Well, James, I'm sorry you feel that way about presenting professionally-edited content to your customers. Thankfully, there are numerous successful businesses that produce quality RPG products that disagree with you - and have taken the realities of the marketplace into account so that they can offer their readers maximum value for their money.

But before I run off and fuck myself - thanks for that, by the way - I'd also like to add that singling yourself out and admitting you don't provide professionally edited content isn't particularly smart. Especially in a thread featuring potential customers complaining about products that lack professionally-edited content. I'd suspect your admission is doing far more damage to your ability to earn wages than anything I've said - no matter how good you think your reasons for cutting corners are.

But far be it from me to tell you how to run your business - I'm sure your PR and damage control team is just as skilled as your editorial staff.

Jonathan said...

(gets popcorn)

James Mishler said...

I have never run from the fact that I do not have an editor go over my products. I do not list an editor in the credits; currently, the only credits listed my products are myself as author and my artist/graphic artist.

I have avoided using an editor, because I'd rather not hire an editor at crap rates, even a friend who is a professional editor who is willing to do it cheap out of friendship.

**Raw records:**
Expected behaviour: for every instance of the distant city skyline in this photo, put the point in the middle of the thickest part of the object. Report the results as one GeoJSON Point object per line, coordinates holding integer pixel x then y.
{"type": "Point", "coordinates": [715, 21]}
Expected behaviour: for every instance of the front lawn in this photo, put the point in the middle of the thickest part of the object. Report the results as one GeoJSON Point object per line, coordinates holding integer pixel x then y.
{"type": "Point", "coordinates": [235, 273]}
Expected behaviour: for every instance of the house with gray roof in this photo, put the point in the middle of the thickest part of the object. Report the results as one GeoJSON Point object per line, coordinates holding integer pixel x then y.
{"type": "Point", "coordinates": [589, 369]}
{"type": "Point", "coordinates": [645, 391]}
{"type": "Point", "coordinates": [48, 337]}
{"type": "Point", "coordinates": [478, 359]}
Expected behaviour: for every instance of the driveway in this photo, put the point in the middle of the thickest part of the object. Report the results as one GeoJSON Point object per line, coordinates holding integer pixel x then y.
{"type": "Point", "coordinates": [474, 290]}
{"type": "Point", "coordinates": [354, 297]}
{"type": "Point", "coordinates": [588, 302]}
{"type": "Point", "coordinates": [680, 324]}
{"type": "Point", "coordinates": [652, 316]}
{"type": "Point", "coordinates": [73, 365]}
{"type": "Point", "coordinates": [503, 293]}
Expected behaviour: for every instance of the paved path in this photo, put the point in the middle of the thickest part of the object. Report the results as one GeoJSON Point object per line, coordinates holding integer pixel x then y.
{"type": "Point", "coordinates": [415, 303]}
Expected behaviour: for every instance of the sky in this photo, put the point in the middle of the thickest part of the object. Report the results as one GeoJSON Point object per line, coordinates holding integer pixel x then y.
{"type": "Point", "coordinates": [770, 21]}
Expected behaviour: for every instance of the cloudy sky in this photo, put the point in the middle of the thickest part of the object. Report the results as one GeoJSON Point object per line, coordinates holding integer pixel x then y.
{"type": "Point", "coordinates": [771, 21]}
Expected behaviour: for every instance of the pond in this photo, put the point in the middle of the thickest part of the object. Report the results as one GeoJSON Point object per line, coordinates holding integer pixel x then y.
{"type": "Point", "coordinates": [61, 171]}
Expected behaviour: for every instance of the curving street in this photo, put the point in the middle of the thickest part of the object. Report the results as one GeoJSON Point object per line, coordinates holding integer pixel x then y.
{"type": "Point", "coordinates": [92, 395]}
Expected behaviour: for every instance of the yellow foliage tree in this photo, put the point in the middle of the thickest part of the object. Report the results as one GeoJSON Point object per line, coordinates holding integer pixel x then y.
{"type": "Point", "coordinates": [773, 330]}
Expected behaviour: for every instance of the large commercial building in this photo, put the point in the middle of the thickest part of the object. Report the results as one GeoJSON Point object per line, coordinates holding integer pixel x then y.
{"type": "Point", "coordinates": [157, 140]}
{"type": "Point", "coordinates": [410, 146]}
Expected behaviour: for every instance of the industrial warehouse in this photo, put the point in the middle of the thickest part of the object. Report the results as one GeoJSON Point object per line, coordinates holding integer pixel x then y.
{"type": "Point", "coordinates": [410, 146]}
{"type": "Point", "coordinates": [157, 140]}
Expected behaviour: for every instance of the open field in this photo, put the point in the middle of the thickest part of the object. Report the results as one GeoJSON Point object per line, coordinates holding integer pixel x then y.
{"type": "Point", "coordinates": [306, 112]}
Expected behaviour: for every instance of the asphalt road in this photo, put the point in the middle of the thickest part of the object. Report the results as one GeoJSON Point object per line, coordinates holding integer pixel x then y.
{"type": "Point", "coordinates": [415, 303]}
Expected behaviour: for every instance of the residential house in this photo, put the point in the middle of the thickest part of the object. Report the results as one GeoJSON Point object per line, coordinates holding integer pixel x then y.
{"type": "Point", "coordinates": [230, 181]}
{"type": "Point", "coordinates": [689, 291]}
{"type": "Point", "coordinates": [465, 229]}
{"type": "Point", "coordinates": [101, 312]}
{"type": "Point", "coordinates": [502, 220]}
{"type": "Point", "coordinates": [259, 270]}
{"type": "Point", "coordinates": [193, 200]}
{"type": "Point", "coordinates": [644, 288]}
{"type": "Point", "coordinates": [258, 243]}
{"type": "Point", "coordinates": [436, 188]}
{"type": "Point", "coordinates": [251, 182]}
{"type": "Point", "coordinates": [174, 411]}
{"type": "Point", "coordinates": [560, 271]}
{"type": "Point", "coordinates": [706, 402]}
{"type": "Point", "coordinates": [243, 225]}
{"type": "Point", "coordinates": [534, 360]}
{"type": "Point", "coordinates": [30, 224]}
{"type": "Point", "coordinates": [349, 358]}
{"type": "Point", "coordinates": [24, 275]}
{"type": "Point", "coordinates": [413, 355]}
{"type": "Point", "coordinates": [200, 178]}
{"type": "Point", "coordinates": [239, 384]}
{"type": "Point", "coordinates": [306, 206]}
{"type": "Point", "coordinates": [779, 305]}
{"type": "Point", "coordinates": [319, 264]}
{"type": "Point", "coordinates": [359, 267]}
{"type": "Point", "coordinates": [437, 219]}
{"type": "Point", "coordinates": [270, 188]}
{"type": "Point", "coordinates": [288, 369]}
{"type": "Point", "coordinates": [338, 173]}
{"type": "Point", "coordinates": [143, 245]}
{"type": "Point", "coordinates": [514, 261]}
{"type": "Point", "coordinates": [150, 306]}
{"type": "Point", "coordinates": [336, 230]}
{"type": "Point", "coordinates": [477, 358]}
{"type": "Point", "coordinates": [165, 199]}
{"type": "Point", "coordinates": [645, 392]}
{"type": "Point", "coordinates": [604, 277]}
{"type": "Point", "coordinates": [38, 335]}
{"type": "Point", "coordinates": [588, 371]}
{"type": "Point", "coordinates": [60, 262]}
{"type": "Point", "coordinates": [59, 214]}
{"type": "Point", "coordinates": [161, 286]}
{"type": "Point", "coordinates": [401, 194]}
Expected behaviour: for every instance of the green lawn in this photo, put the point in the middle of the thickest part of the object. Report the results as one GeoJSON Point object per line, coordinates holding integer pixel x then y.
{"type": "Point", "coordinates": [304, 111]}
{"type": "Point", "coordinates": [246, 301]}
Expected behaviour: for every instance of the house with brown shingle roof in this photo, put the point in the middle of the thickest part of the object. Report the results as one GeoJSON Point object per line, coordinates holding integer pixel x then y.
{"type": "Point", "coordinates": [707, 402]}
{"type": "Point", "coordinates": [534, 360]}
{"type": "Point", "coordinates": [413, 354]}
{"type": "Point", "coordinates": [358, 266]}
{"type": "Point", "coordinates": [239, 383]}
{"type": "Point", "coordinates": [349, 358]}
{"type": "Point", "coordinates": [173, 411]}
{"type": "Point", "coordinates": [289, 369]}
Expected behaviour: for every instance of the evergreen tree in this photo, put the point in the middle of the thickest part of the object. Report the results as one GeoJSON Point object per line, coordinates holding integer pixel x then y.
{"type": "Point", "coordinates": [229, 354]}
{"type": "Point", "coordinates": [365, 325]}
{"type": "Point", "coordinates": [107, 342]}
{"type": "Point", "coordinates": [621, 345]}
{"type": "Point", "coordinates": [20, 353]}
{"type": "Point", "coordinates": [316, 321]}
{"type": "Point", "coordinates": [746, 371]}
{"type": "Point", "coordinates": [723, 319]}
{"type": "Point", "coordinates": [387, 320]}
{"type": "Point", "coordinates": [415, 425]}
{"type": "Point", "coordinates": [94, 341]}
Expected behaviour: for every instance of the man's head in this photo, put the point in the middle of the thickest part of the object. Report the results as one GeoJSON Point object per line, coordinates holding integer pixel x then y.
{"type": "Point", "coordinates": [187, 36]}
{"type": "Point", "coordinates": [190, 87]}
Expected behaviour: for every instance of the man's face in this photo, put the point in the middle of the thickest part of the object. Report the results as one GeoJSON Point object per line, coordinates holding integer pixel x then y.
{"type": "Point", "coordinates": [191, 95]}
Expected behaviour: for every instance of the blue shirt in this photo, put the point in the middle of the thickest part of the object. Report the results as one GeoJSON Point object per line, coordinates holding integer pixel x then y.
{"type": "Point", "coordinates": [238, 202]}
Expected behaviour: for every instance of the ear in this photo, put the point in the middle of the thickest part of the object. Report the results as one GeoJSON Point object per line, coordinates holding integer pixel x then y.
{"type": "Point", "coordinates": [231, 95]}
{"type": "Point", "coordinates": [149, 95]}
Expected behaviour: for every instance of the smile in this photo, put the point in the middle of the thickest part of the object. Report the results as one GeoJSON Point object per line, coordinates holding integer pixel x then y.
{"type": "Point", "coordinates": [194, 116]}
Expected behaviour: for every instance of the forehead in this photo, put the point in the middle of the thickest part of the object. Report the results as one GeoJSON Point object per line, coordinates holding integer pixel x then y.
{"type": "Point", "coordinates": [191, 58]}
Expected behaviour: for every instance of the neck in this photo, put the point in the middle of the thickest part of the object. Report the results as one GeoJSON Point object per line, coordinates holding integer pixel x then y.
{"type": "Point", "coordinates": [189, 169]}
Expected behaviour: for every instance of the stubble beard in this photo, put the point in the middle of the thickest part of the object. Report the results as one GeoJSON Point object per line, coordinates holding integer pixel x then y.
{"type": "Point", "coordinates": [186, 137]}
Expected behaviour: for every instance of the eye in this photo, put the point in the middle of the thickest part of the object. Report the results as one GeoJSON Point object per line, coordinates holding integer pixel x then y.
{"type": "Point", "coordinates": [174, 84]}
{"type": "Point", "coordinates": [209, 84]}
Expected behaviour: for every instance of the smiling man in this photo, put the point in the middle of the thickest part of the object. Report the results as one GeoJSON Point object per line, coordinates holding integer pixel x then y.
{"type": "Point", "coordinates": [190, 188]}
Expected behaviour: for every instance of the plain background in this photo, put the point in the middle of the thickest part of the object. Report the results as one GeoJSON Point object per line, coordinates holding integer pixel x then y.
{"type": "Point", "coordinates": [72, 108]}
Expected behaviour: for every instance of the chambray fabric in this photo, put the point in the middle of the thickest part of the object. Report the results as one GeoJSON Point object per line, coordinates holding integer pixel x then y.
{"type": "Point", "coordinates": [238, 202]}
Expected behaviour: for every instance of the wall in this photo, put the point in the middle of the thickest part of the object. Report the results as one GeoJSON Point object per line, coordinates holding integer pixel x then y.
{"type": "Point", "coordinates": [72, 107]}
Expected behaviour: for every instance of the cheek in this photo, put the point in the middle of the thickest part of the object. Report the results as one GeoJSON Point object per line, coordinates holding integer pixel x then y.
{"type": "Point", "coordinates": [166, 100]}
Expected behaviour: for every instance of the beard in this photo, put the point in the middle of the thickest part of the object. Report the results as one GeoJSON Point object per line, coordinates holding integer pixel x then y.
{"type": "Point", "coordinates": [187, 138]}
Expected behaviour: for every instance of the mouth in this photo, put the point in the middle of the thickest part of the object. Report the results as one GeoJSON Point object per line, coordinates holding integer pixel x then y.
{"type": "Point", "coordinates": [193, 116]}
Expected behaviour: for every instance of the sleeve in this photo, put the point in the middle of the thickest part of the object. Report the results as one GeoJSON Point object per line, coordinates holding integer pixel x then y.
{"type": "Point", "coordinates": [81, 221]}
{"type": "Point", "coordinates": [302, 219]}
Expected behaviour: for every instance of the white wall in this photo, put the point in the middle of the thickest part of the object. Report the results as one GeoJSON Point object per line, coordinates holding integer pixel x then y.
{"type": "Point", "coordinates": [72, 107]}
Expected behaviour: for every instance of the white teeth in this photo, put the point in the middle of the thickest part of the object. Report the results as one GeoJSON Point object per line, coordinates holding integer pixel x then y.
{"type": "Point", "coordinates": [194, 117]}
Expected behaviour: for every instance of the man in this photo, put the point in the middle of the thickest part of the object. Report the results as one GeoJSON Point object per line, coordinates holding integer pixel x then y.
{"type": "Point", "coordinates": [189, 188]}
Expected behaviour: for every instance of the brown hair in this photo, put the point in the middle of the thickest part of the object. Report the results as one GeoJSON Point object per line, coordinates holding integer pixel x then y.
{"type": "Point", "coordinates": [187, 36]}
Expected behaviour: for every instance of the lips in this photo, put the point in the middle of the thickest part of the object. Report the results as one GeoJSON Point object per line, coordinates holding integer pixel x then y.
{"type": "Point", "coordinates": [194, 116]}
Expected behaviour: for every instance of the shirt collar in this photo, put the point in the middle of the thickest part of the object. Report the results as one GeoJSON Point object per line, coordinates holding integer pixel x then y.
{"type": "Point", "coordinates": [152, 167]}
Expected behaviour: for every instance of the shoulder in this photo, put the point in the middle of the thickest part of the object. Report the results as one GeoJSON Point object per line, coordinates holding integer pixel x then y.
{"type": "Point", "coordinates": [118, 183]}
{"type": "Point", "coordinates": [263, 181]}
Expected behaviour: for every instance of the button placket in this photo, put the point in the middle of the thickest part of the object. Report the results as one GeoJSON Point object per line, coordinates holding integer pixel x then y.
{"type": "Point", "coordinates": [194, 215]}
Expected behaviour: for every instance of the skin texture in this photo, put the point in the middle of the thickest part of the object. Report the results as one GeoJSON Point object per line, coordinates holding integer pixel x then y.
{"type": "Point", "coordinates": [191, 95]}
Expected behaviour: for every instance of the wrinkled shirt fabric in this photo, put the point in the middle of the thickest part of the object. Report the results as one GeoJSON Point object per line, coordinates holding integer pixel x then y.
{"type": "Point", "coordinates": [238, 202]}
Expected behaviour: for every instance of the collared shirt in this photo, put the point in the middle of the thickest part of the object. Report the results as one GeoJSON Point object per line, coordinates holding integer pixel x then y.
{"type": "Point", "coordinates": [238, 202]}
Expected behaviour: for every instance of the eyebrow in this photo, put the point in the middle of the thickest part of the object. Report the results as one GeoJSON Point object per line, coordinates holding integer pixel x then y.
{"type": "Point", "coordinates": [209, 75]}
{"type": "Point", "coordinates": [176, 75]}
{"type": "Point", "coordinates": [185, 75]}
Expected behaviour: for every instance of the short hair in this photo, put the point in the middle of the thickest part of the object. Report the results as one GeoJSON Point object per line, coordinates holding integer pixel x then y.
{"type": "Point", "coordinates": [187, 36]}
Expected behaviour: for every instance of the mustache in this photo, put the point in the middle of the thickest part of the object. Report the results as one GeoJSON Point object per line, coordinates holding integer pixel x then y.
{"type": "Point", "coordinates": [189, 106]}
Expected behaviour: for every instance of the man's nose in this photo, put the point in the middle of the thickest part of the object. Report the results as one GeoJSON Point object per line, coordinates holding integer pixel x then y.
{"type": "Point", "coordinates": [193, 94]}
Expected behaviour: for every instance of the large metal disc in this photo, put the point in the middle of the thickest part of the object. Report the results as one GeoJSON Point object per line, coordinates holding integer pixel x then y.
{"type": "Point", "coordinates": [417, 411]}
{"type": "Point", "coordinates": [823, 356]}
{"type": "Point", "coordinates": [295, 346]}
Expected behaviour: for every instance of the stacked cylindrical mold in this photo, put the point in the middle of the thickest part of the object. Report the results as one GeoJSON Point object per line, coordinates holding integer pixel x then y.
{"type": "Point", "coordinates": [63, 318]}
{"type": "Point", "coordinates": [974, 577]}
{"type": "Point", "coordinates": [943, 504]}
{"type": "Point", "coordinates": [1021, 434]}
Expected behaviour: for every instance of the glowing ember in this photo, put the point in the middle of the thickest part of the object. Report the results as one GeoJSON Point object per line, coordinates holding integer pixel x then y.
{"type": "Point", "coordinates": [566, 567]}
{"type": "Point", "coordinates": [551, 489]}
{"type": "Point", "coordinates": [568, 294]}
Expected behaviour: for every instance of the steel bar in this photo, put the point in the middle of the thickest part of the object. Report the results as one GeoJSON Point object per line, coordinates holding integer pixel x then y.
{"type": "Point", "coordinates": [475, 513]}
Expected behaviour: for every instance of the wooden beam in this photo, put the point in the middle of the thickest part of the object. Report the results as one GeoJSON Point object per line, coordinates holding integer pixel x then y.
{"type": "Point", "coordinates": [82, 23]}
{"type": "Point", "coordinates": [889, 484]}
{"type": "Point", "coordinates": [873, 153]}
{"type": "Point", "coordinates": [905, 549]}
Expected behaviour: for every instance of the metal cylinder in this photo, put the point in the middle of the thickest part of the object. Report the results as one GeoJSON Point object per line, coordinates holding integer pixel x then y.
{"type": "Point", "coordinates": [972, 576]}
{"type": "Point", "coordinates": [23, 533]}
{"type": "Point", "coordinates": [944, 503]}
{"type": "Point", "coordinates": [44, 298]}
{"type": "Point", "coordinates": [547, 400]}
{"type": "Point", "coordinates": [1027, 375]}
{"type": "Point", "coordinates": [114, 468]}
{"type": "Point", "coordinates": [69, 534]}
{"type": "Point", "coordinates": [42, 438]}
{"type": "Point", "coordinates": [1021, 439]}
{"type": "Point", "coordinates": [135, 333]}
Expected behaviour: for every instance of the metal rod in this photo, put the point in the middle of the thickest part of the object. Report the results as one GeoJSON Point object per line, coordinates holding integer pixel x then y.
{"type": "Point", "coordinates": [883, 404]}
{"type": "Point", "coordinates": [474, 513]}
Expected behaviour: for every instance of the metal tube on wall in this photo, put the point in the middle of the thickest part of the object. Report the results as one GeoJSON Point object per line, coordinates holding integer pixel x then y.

**Goal:**
From the comment thread on editing RPG products, extract the passage that begins with the words "But far be it" and stops after the words "my artist/graphic artist.", copying it word for word.

**Answer in full:**
But far be it from me to tell you how to run your business - I'm sure your PR and damage control team is just as skilled as your editorial staff.

Jonathan said...

(gets popcorn)

James Mishler said...

I have never run from the fact that I do not have an editor go over my products. I do not list an editor in the credits; currently, the only credits listed my products are myself as author and my artist/graphic artist.